TASK DESCRIPTION:
Only the last stretch of the records is wanted: restate word for word the line with "Where can you find the draped" and every line after it.

Collected data entries:
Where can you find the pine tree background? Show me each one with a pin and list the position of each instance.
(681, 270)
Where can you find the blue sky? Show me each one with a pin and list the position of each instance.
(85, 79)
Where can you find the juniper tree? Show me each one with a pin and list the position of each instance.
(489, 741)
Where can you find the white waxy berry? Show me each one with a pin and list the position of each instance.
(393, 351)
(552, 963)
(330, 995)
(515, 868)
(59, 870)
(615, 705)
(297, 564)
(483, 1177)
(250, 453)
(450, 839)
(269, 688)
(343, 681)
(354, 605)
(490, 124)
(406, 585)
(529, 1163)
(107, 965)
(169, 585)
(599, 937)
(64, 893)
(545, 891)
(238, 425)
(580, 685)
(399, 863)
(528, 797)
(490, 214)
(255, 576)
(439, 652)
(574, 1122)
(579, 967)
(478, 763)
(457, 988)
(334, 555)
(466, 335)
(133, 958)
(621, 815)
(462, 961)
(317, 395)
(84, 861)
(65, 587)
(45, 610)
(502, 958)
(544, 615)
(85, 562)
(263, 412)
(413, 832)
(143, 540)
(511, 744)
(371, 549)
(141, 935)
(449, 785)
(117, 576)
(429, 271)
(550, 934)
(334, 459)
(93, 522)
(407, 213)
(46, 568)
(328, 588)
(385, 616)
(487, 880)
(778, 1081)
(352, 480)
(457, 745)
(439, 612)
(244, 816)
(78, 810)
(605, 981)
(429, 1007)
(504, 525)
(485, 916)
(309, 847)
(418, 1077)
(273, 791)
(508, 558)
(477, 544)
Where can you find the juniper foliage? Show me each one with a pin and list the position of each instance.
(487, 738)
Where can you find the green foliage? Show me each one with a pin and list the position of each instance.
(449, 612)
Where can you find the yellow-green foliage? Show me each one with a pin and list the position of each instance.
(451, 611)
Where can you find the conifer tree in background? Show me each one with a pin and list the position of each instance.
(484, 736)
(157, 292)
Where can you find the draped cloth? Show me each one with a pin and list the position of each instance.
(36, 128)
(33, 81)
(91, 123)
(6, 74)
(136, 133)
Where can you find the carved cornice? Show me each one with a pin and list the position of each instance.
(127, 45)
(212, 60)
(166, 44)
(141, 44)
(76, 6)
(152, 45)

ANSWER TO THIS PROBLEM:
Where can you find the draped cloth? Show me each one with a pin and list the position of each instance.
(36, 128)
(33, 81)
(91, 123)
(6, 74)
(136, 133)
Where can you find the carved cornice? Show me each one with a pin and list the position of each instance.
(127, 45)
(212, 60)
(166, 44)
(141, 44)
(76, 6)
(152, 45)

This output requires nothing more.